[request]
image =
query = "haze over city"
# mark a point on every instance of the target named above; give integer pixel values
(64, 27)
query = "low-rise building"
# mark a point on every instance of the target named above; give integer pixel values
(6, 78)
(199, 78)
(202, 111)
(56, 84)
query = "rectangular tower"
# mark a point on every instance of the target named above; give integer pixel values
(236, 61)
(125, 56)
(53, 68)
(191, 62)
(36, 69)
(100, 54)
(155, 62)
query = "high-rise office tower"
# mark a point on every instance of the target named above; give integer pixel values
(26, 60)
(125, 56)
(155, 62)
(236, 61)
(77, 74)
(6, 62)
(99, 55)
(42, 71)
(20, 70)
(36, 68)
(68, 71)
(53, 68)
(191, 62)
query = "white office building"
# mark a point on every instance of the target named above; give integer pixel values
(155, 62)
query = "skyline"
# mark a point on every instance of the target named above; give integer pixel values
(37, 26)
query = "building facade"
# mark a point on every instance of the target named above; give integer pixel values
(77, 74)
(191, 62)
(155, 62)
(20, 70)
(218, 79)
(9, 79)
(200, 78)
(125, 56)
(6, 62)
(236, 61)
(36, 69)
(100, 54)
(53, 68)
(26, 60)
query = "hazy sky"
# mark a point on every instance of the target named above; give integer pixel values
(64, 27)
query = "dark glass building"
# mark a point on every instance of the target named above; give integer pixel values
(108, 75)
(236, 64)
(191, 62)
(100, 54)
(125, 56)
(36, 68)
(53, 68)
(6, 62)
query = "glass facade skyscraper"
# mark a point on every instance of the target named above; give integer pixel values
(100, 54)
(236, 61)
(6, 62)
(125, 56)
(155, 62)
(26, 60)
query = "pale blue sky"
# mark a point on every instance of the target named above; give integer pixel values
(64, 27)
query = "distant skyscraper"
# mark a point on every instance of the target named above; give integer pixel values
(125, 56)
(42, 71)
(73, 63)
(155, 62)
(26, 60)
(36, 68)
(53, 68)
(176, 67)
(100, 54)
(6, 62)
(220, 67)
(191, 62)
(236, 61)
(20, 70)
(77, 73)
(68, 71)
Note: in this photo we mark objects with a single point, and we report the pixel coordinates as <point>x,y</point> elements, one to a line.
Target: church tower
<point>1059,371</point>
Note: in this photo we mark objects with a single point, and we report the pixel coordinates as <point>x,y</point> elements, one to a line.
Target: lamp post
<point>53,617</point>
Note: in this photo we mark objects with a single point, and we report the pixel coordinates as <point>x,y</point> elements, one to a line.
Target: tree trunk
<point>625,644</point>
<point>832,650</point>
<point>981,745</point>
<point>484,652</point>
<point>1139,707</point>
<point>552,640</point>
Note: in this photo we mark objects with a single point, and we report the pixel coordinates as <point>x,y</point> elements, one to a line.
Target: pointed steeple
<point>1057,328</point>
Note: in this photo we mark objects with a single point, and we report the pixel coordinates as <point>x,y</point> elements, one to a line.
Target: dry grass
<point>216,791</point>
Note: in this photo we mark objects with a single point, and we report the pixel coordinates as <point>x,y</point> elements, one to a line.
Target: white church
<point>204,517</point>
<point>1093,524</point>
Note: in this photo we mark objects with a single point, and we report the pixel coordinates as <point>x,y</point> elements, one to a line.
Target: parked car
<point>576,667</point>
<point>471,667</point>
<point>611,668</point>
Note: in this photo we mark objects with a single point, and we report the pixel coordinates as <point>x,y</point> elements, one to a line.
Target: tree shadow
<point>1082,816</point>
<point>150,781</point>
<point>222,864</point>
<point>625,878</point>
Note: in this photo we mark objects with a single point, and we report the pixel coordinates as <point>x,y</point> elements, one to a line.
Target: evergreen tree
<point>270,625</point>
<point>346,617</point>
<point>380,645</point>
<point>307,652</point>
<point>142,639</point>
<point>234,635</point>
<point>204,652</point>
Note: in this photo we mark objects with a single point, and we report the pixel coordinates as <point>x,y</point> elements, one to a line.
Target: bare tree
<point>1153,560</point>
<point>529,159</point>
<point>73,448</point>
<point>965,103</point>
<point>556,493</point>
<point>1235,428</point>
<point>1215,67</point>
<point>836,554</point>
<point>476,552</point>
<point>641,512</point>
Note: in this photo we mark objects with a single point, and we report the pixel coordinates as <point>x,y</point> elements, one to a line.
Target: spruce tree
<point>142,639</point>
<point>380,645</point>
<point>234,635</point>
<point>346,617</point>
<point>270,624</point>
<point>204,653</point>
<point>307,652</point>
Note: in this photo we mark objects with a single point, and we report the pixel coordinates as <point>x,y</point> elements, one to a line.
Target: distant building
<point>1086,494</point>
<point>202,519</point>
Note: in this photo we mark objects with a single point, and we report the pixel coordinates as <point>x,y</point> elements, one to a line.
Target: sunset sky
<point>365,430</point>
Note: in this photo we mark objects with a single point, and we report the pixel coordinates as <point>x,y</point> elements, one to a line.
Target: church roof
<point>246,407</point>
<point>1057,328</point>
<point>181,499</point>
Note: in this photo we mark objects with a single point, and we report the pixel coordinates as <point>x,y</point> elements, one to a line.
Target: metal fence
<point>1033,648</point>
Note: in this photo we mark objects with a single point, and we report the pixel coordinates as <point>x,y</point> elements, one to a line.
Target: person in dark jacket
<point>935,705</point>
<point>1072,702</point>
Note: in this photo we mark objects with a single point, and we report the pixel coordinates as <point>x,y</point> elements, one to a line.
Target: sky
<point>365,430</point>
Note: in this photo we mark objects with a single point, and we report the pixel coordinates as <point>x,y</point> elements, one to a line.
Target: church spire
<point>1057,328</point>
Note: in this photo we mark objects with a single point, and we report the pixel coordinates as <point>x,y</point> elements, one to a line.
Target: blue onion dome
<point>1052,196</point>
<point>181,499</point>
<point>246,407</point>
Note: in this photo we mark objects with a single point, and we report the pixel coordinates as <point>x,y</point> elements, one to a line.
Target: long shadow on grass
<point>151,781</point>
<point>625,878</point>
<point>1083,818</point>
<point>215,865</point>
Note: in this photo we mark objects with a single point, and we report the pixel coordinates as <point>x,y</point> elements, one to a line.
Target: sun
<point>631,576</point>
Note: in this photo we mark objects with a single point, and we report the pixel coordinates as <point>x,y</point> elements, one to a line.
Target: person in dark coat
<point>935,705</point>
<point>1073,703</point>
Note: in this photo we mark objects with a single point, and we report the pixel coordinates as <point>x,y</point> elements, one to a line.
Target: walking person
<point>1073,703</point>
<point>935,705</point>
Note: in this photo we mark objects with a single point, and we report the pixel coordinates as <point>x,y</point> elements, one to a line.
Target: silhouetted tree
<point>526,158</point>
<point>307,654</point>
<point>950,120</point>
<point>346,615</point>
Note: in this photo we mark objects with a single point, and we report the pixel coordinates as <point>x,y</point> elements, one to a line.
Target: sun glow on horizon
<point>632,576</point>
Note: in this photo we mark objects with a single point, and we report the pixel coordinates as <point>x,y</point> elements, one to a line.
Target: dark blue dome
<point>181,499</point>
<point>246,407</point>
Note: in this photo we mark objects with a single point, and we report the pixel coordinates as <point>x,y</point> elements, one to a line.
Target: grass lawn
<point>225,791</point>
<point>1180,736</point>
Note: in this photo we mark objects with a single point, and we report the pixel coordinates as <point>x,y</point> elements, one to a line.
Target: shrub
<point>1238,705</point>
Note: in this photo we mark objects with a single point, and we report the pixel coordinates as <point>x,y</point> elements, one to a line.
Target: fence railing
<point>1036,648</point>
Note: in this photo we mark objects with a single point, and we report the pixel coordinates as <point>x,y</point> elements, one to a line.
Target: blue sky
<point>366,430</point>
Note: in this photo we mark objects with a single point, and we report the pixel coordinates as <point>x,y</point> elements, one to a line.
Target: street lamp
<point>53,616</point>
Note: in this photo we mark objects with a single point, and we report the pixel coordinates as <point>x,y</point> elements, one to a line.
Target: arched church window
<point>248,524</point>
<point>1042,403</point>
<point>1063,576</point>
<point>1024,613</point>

* * * * *

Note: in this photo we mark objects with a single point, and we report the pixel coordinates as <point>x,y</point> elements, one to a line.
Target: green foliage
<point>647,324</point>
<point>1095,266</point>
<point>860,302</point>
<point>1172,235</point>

* * * * *

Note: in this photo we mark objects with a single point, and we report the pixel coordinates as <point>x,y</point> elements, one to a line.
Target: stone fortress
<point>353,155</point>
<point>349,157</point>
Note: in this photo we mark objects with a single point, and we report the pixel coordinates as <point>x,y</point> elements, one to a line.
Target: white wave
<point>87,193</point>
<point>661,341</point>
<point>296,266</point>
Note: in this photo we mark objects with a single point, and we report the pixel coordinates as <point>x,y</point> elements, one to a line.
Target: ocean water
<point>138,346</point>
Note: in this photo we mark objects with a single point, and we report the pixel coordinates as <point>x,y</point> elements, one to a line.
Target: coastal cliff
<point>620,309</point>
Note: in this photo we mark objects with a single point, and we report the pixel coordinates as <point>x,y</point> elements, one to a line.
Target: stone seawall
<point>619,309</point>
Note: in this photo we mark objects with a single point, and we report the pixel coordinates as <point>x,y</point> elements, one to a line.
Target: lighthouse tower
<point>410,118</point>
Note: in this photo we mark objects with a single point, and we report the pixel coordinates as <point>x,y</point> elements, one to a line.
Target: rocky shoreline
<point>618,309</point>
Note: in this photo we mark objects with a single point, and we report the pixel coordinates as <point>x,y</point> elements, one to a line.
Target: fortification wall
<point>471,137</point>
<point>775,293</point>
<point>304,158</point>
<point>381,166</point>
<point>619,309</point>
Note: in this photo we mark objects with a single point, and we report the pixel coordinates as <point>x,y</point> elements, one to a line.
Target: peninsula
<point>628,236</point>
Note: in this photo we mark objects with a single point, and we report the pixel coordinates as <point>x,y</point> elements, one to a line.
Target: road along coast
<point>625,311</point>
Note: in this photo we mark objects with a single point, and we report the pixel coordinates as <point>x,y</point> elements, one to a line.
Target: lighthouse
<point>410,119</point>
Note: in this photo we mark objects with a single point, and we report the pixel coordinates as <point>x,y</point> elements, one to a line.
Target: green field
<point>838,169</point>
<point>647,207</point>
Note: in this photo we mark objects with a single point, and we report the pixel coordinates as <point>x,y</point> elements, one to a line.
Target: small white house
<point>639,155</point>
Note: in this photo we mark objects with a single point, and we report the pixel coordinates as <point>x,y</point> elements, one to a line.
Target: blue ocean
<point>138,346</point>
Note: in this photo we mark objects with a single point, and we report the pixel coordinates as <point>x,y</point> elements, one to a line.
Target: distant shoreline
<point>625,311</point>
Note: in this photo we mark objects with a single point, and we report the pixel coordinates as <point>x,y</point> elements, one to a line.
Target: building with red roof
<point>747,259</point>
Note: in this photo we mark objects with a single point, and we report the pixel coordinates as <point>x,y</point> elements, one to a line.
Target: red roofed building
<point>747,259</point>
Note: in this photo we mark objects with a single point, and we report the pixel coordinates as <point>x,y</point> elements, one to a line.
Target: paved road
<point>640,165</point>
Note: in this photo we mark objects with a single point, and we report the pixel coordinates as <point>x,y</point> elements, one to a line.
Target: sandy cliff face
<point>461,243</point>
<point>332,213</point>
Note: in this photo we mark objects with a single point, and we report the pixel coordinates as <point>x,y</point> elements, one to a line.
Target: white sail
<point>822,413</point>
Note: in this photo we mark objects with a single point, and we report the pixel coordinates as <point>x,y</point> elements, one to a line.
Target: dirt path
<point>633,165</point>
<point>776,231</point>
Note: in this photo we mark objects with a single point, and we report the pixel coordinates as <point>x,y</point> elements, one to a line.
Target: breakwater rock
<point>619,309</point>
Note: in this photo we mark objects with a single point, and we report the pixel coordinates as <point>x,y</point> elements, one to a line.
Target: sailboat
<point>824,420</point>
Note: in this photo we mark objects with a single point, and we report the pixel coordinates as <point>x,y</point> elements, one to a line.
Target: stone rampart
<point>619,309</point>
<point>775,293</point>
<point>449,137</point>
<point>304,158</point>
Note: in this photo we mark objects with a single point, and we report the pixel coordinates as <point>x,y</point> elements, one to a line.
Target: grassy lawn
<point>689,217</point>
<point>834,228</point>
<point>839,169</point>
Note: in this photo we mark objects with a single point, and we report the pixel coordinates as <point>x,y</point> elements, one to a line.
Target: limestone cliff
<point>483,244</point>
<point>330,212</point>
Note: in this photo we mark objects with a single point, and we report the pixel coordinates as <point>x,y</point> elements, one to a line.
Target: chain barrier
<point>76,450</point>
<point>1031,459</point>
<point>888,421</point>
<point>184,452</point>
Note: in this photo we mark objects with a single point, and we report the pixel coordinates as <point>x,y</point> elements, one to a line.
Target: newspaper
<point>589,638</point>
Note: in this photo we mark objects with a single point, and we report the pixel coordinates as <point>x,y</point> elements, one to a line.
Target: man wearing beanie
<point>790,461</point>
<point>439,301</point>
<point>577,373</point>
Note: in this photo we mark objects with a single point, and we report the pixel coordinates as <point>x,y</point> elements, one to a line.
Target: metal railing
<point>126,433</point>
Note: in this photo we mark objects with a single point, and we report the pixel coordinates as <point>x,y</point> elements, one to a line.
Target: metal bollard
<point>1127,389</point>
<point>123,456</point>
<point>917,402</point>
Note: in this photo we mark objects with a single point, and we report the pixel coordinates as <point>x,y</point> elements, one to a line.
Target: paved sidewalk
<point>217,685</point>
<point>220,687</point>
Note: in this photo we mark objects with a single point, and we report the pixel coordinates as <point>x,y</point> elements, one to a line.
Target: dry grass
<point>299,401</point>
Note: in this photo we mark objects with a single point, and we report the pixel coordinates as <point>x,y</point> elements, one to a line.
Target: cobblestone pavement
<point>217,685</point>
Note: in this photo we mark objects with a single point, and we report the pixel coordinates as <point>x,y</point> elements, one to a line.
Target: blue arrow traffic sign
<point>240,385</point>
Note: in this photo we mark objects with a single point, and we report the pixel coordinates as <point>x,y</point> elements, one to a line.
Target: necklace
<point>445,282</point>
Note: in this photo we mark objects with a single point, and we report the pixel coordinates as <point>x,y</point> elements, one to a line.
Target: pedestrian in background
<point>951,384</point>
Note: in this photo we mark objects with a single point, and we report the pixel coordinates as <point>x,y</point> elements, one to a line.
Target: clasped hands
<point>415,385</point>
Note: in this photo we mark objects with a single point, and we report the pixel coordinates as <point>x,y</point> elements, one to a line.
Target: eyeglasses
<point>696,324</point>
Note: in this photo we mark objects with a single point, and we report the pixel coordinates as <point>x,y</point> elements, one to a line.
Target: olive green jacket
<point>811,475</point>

* * * * *

• _PROBLEM_:
Count the lines in the items above that contain the string "lighthouse", and reply with that number alone.

• _CORRECT OUTPUT_:
2